Ist der Islam ein Monotheismus?

Nein, das ist er entgegen allgemeiner Behauptung nicht! Zumindest nicht nach dem Credo der bei weitem überwiegenden Zahl der Muslime, für das Autoritäten stehen wie Aḥmad ibn Ḥanbal (+ 855), das Haupt einer der vier kanonischen Rechtsschulen, und Abu l-Ḥasan al-Aš‘arī (+ 935), der Theologe mit der wohl größten Nachwirkung im sunnitischen Islam. Nach diesem Credo ist der Koran nicht nur ewig, sondern vor allem unerschaffen (arabisch: ġayr mahlūq). Was genau unter dem Namen „Koran“ unerschaffen sein soll, etwa jene „wohlverwahrten Tafeln“ des Korans im Himmel (arabisch: lauḥ maḥfūẓ, Koran 85,22) oder – wie Ibn Ḥanbal einschärfte – sogar die arabische Aussprache seines irdischen Vortrags, ist hierbei gleichgültig. Jedenfalls bekennt dieses Credo ein unerschaffenes (im philosophischen Fachbegriff: nicht kontingentes) Wesen, das nicht Allah ist, mithin ein zweiter Gott.

Diesen Vorwurf hatte die Philosophen- und Theologenschule der Mu‘taziliten im 9. Jahrhundert ihren Gegnern auch tatsächlich und zu Recht gemacht. Nach kurzer Zeit der Verfolgung durch die Inquisition (arabisch: miḥna) des Kalifen Al-Ma’mūn (+ 833) errangen aber letztere unter Führung von al-Aš‘arī einen vollständigen Sieg über die nunmehr als Häretiker verurteilten Mu‘taziliten. Sie machten geltend, der Koran sei nicht erschaffen (arabisch: mahlūq), weil er Wort Allahs und damit wie jedes Attribut Allahs zugleich mit ihm unerschaffen und ewig sei. Natürlich kann aus vielen Gründen der Koran nicht, so wie etwa die Gerechtigkeit, als Attribut Gottes gedacht werden. Man versuche nur einmal, einen Satz wie „Gott ist gerecht“ mit einem Attribut „Koran“ oder „koranisch“ nachzubilden!

Vor allem aber führt diese Art theologischer Begründung zwangsläufig auf einen dritten Gott: Jesus ist dem Koran zufolge „das Wort Allahs“ (Koran 4,171: „der Bote Gottes und sein Wort“, arabisch: rasūlu llāhi wa kalimatuhu, also nicht etwa nur „ein Wort Allahs“). Nach der Logik der Asch‘ariten muß er damit unerschaffen, mithin ein (dritter) Gott sein, wenngleich diese das ausdrücklich abstreiten.

Wer einmal Einblick genommen hat in die islamische Polemik gegen das Christentum, kennt deren Masche, die Darlegung der Heiligsten Dreifaltigkeit als eines Gottes für Wortgeklingel abzutun. Es besteht keine Notwendigkeit, sich in dieser Weise vorführen zu lassen: Das asch‘aritische Credo der weit überwiegenden Zahl der Muslime jedenfalls kennt zwar keine Dreifaltigkeit, dafür aber zweifellos drei Götter – auch wenn es Koran und Jesus Christus nicht wortwörtlich so nennt.

GEGEBENE DATEN
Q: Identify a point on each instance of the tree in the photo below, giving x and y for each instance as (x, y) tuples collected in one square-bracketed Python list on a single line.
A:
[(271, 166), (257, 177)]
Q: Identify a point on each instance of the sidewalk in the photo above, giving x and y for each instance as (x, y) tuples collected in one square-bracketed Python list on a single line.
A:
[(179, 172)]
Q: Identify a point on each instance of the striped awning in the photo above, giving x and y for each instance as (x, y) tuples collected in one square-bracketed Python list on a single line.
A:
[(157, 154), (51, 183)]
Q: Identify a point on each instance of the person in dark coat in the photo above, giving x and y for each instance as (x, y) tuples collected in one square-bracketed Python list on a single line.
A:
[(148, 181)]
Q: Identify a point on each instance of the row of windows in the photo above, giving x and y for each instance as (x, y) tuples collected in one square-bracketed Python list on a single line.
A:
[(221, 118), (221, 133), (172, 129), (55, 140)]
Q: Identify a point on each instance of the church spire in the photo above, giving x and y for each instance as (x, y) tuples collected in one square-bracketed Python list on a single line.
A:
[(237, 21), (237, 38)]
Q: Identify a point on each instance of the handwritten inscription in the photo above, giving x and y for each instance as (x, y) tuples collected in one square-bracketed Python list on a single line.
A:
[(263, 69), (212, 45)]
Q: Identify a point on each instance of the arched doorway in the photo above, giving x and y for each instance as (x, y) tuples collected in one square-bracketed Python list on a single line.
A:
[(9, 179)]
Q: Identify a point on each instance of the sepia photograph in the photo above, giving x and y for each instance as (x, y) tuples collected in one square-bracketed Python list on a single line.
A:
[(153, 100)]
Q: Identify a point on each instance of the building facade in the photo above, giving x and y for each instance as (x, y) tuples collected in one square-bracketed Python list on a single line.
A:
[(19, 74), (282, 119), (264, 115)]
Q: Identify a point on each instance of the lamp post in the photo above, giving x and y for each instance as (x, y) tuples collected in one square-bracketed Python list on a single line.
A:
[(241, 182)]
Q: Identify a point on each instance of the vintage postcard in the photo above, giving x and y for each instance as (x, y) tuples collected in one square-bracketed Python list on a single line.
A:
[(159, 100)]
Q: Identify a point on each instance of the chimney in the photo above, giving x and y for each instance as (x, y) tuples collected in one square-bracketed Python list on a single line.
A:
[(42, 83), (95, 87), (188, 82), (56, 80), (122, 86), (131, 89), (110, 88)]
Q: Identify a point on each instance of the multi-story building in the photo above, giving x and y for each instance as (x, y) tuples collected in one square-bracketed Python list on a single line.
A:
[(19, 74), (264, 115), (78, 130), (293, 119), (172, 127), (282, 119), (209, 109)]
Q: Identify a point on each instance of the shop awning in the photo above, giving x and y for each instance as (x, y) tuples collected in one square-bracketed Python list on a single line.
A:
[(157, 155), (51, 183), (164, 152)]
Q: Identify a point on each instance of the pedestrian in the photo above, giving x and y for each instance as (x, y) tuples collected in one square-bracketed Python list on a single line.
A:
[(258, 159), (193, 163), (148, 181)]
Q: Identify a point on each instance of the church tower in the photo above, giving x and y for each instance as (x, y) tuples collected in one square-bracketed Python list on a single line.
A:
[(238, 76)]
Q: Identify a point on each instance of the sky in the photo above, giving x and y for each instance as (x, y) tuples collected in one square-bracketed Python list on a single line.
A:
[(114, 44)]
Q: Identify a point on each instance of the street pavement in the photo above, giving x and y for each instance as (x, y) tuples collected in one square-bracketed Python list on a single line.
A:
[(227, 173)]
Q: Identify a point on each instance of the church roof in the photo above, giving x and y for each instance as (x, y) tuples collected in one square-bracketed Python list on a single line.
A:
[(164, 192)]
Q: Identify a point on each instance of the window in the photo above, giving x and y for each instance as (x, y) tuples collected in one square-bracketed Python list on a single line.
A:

ZIEL DER AUFGABE
Schreib den Text über den Islam als Monotheismus von „Vor allem aber“ bis hinunter zu „wortwörtlich so nennt.“ ab und ersetze dabei „Wortgeklingel“ durch „Gerede“. Die Daten brauchst du hier nicht.

DEINE LÖSUNG
Vor allem aber führt diese Art theologischer Begründung zwangsläufig auf einen dritten Gott: Jesus ist dem Koran zufolge „das Wort Allahs“ (Koran 4,171: „der Bote Gottes und sein Wort“, arabisch: rasūlu llāhi wa kalimatuhu, also nicht etwa nur „ein Wort Allahs“). Nach der Logik der Asch‘ariten muß er damit unerschaffen, mithin ein (dritter) Gott sein, wenngleich diese das ausdrücklich abstreiten.

Wer einmal Einblick genommen hat in die islamische Polemik gegen das Christentum, kennt deren Masche, die Darlegung der Heiligsten Dreifaltigkeit als eines Gottes für Gerede abzutun. Es besteht keine Notwendigkeit, sich in dieser Weise vorführen zu lassen: Das asch‘aritische Credo der weit überwiegenden Zahl der Muslime jedenfalls kennt zwar keine Dreifaltigkeit, dafür aber zweifellos drei Götter – auch wenn es Koran und Jesus Christus nicht wortwörtlich so nennt.